* _Text excerpt_:
╔══

Actually, a factor of 2 to 3 can be huge. Consider that java is around a factor 2 or less to C++ in the Computer Languages Benchmark Game, and yet, you easily feel the difference everyday on your desktop applications.
But although the pure computation power is not very different, the real difference I believe lies the memory management, which is probably far less efficient in Java than in C++.
December 13, 2012
On Thursday, 13 December 2012 at 01:32:23 UTC, bearophile wrote:
> Walter Bright:
>
>> Java makes no attempt to detect integer overflows.
>
> There are various kinds of code. In some kinds of programs you want to be more sure that the result is correct, while other kinds of programs this need is less strong.
>
>
>> I personally know people who write high speed trading software. These people are concerned with nanosecond delays. They write code in C++. They even hack on the compiler trying to get it to generate faster code.
>>
>> It doesn't surprise me a bit that some people who operate server farms use slow languages like Ruby, Python, and Perl on them. This does cost them money for extra hardware. There are always going to be businesses that have inefficient operations, poorly allocated resources, and who leave a lot of money on the table.
>
> One "important" firm uses OcaML for high speed trading because it's both very fast (C++-class fast, faster than Java on certain kinds of code, if well used) and apparently quite safer to use than C/C++. And it's harder to find OcaML programmers than C++ ones.
>
> Bye,
> bearophile


According to the Benchmark game, performance of Ocaml is good, but not fantstic. And certainly not "C++-class" fast. It's more like "Java-class" fast. (in fact it's slower than Java 7 on most tests, but uses much more memory).
Unfortunately, D hasn't been on the game for a long time, but last time it was, it was effectively faster than g++.

╚══

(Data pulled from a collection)
╔══

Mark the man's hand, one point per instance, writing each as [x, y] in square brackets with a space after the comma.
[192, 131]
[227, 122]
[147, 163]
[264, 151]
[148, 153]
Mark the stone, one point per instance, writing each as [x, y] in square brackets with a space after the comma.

╚══

* _What is expected_: Pick up the forum discussion about programming language speed after its last sentence and keep it going.

* _Result of this task_:
So really, we are not talking the same kind of performance here. D is likely to be MUCH faster than Ocaml.
December 13, 2012
On Thursday, 13 December 2012 at 01:51:27 UTC, Timon Gehr wrote:
>
> Certainly, you can argue that the faster version should be in a prominent place in the standard library, but the fact that it is not does not indicate a fundamental performance problem in the Haskell language. Also, note that I am completely ignoring what kind of code is idiomatic in both languages. Fast Haskell code often looks similar to C code.
>
Well, you can write C code in D.
You can compare top performance for both languages, but the fact is, if you write Haskell code extensively, you aren't going to write it like C, so comparing idiomatic Haskell vs idiomatic D does make sense. And comparing programs using the standard libraries also makes sense because that's how languages are used. It probably doesn't make much sense in a microbenchmark, but in a larger program it certainly does. And if the standard library is twice as slow in implementation A than in implemention B, then most programs will feel *at least* twice as slow, and usually more, because if you call a function f that's twice as slow in A than in B from another function that's also twice as slow in A than in B, then the whole thing is 4 times slower.